Exercise description - Set down the listing exactly as given, minus images.

Input for this task -
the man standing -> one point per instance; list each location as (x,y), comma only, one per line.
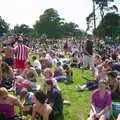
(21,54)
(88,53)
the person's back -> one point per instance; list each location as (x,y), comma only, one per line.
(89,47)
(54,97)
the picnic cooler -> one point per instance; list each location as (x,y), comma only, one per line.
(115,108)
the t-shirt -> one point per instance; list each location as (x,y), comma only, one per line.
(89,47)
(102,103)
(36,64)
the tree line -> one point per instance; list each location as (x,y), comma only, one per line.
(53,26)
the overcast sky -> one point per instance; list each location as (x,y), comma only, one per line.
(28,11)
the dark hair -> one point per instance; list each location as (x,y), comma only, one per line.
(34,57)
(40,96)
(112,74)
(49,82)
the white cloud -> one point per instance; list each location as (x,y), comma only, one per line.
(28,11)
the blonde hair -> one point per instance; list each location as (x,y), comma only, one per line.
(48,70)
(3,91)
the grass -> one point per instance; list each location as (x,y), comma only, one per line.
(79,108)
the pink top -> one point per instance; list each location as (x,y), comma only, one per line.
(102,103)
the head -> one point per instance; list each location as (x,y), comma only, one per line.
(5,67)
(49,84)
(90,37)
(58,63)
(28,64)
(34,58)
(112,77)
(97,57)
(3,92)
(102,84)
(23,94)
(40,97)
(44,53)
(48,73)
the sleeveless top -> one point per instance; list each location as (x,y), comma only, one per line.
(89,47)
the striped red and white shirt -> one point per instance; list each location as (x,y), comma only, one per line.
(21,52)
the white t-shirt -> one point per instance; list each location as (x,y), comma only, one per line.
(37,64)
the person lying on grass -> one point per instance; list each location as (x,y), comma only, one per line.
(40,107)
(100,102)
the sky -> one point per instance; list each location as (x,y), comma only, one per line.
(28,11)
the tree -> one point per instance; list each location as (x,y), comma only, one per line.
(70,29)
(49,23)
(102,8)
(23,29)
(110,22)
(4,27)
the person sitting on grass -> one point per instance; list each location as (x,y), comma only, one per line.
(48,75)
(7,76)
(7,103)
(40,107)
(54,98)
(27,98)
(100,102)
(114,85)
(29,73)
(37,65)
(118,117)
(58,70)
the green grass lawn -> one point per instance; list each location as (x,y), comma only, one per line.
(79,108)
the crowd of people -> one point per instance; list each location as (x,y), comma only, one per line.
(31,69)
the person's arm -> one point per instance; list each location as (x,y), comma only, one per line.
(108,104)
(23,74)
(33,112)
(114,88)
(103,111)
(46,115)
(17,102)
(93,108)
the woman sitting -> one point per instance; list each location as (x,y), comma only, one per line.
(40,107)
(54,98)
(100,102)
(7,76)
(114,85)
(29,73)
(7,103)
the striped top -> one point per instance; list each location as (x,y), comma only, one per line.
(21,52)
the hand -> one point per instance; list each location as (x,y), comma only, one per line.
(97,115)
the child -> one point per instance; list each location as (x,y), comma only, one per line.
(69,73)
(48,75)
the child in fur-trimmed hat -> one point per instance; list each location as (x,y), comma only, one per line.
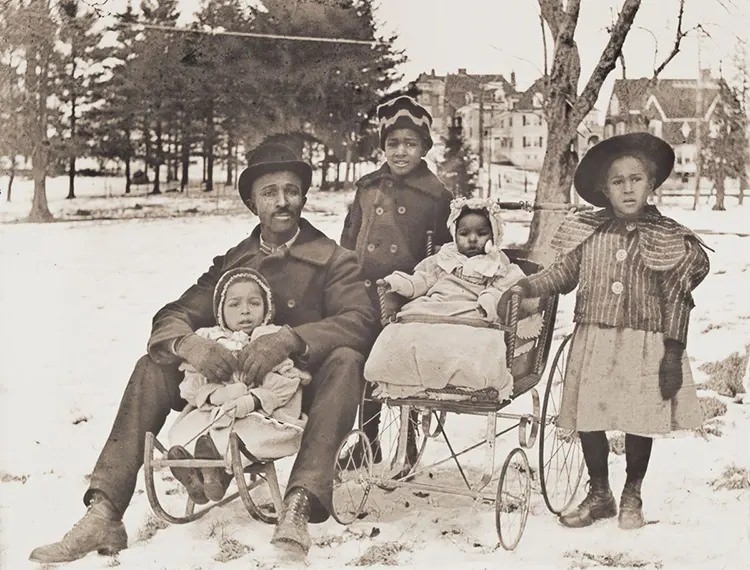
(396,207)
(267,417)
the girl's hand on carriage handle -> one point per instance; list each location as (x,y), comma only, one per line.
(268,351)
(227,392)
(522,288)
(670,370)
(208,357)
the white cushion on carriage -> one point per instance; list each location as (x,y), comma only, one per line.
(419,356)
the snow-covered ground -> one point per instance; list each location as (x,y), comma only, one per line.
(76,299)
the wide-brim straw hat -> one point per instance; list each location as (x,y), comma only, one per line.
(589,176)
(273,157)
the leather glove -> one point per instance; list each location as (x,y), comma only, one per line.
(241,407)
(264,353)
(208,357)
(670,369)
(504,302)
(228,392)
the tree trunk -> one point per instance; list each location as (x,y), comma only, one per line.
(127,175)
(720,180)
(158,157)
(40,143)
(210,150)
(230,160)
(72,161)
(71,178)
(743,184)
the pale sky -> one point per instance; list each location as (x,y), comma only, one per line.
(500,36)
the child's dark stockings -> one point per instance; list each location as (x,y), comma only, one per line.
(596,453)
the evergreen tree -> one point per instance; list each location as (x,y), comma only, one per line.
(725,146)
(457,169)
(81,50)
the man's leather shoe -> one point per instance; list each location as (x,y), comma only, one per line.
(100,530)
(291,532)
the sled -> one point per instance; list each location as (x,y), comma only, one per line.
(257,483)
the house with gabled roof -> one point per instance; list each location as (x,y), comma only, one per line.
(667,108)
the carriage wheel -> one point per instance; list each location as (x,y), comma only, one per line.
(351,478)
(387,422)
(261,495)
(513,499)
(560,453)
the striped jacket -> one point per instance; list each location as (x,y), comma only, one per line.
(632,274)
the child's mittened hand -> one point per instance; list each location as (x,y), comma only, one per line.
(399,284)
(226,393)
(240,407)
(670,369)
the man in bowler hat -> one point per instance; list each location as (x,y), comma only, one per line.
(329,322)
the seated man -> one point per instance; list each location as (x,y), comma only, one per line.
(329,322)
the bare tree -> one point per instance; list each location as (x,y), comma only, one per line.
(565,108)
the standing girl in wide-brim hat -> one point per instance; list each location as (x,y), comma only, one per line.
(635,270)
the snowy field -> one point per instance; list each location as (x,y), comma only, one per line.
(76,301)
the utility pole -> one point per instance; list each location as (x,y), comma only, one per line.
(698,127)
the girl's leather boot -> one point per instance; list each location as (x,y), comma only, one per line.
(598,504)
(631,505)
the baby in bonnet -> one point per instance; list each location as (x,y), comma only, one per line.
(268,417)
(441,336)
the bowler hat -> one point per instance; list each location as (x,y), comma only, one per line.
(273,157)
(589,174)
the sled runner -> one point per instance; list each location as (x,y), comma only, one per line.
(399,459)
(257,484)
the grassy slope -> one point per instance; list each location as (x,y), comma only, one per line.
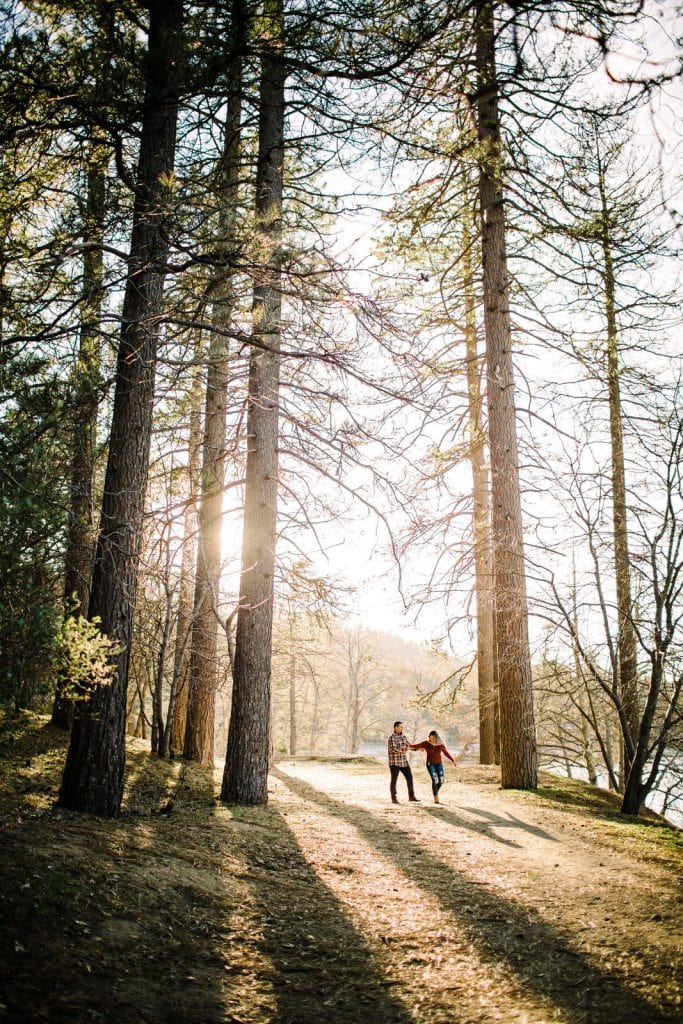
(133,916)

Reply to the task -
the man standing -> one point per instance; list each location as (x,y), comma only, one per line.
(21,54)
(88,53)
the person's back -> one point per instance; list each location as (x,y), comma only, one per line.
(89,47)
(54,97)
the picnic cooler -> one point per instance; list each location as (x,y), comma only, one per line.
(115,108)
the t-shirt -> one point per instance; list each location as (x,y), comma only, one per line.
(89,47)
(102,103)
(36,64)
the tree line -> one point per instance; list each location as (x,y), comma only, one per line.
(53,26)
the overcast sky -> one point per instance; list each location as (x,y), comma only, one per line.
(28,11)
the dark hair -> one point per instance; list each location as (x,y), comma only, one per line.
(34,57)
(40,96)
(112,74)
(49,82)
the white cloud -> one point per instance; list each location as (x,y), comma only, one per line.
(28,11)
the blonde hair -> one point per instance; list each location as (x,y), comma only, one per line.
(48,70)
(3,91)
the grass -> one point per instance; list each location as (x,y), comma only, one per line.
(79,108)
the pink top -> one point per instance; list each location as (x,y), comma only, one per line.
(102,103)
the head -> one point per instance; list each location as (x,y), comma only, one per line.
(5,67)
(49,84)
(90,37)
(58,63)
(28,64)
(34,58)
(112,77)
(97,57)
(3,92)
(102,84)
(23,94)
(40,97)
(44,53)
(48,73)
the sleeveless top -> one point per instance; list each location as (x,y), comma only, one per line.
(89,47)
the striped red and white shirt -> one point per instance; list each location as (x,y), comma only, one per line.
(21,52)
the white t-shirt -> one point per instance; list each location as (x,y), comma only, one per line.
(37,64)
the person lying on grass -> one point per instance; list each location as (x,y), comma only, one per line.
(40,107)
(100,102)
the sky -> one point per instance; list each location as (x,y), comma only, one per line.
(28,11)
the tree -> one point per instance; list each location as (x,y), comma only, one per line.
(70,29)
(49,23)
(102,8)
(23,29)
(110,22)
(4,27)
the person sitting on grass -> one point per instance; list each location as (x,y), comma only, one per line.
(48,75)
(7,76)
(7,103)
(40,107)
(54,98)
(27,98)
(100,102)
(114,85)
(29,73)
(37,65)
(118,117)
(58,70)
the green grass lawn -> one point per instance; list each location as (x,y), comma only, one per line.
(79,108)
the crowd of people -> one point per instance; list each location as (x,y), comma only, one per line.
(31,69)
the person's arm -> one point per instance; list each location as (x,y), comma only, one per line.
(108,104)
(23,74)
(33,112)
(114,88)
(103,111)
(46,115)
(17,102)
(93,108)
the woman sitting -> one point per instance; list each location as (x,y), comma only, one per line.
(40,107)
(54,98)
(100,102)
(7,76)
(114,85)
(29,73)
(7,103)
the striped top -> one point per instance; list each location as (x,y), comma only, one per line.
(21,52)
the hand -> one point per instance; list each location as (x,y), comma only, one per line.
(97,115)
the child -> one point per instance; list each location as (x,y), comma only, one per line.
(69,73)
(48,75)
the child in fur-trimmed hat -> one point per instance; list each location as (x,y), comma only, one per line.
(396,207)
(267,417)
the girl's hand on carriage handle -> one point per instance; list each location as (x,y), comma only, one per line.
(268,351)
(227,392)
(522,288)
(670,370)
(208,357)
the white cushion on carriage -> one point per instance; list each location as (x,y), comma only, one per line.
(419,356)
the snow-covered ground -> one point per instance; list each location as (x,y), comma only, one per line.
(76,299)
the wide-brim straw hat -> one point per instance; list each location as (x,y), comma only, one per line.
(589,176)
(273,157)
the leather glove -> one point per instance; list each location as (x,y), comma only, one per line.
(241,407)
(264,353)
(208,357)
(670,369)
(504,302)
(228,392)
the tree trunk -> one point per instance; list each location as (x,y), comma only, one per line.
(127,175)
(720,180)
(158,157)
(40,143)
(210,150)
(230,160)
(72,161)
(71,178)
(743,184)
the pale sky -> one point per instance; list each location as (x,y), comma only, one per line.
(500,36)
the child's dark stockings -> one point per instance; list each location as (x,y), comma only, one per line.
(596,453)
the evergreen tree -> one point per instance; list each location as (x,y), comma only, one per line.
(725,146)
(457,169)
(81,50)
the man's leather shoe -> one point per instance; list each location as (x,y), comma only, one per line.
(100,530)
(291,532)
the sled -> one point per instance; list each location as (x,y), comma only, one per line.
(257,483)
the house with gabled roof -> one point per instance; list each location as (x,y), comma only, one per line.
(667,108)
the carriage wheel -> one point per instance; list each location as (x,y), comma only, one per line.
(351,478)
(387,422)
(261,495)
(513,499)
(560,453)
the striped jacket -> one point per instance; list each location as (x,y), comma only, one per line.
(632,274)
the child's mittened hand -> one point per instance; list each location as (x,y), comma only, one per line.
(399,284)
(226,393)
(240,407)
(670,369)
the man in bowler hat -> one point per instance; list each location as (x,y), comma only, one per line.
(329,322)
the seated man -> one point per instance; list each location as (x,y), comma only, one per line.
(329,322)
the bare tree -> one point per instance; list each location as (x,y), comma only, one per line.
(565,108)
the standing girl in wide-brim hat -> one point per instance; list each location as (x,y), comma only, one per line.
(635,270)
the snowy field -> one point per instance; list each location as (x,y), comma only, one per line.
(76,301)
the utility pole -> one point per instance; list each location as (x,y), comma only, one per line.
(698,127)
the girl's leather boot -> one point per instance; list each location as (x,y), comma only, one per line.
(598,504)
(631,505)
the baby in bonnet -> one point per instance; list each location as (x,y), comma only, one per line.
(268,417)
(441,336)
the bowler hat -> one point per instance; list each location as (x,y), comma only, one per line.
(273,157)
(589,174)
the sled runner -> one point per instance; list each location as (x,y), comma only, one per line.
(399,459)
(257,484)
the grassy slope -> one point per instance; list each location as (x,y), comma only, one per line.
(133,916)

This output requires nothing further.